**Work to be completed:** Your answer should be one number, the count of lines in the data that hold "shirt".

**Stored dataset items:**
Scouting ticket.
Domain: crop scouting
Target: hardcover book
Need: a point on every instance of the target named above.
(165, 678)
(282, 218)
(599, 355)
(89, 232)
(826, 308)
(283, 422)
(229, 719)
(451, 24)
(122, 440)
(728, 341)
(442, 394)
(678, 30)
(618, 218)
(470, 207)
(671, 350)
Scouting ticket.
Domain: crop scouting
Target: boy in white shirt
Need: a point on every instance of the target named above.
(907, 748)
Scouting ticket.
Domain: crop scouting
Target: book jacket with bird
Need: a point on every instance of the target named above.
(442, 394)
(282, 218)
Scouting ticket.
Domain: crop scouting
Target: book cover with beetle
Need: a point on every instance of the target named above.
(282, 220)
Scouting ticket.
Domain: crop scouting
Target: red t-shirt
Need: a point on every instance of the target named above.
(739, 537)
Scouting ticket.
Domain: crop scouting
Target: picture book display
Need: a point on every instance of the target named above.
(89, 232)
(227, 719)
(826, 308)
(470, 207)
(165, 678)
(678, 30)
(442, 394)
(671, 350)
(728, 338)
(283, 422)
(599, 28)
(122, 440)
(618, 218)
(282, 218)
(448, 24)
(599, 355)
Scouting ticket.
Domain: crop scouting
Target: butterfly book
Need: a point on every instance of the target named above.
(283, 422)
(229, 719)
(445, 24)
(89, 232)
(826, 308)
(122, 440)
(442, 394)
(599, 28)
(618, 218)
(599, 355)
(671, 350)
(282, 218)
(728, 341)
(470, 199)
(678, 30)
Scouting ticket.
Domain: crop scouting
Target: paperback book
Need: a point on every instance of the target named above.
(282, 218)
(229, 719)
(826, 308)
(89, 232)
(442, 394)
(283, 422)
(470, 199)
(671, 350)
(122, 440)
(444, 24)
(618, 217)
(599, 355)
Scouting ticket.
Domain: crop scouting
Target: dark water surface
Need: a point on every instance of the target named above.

**Response:** 2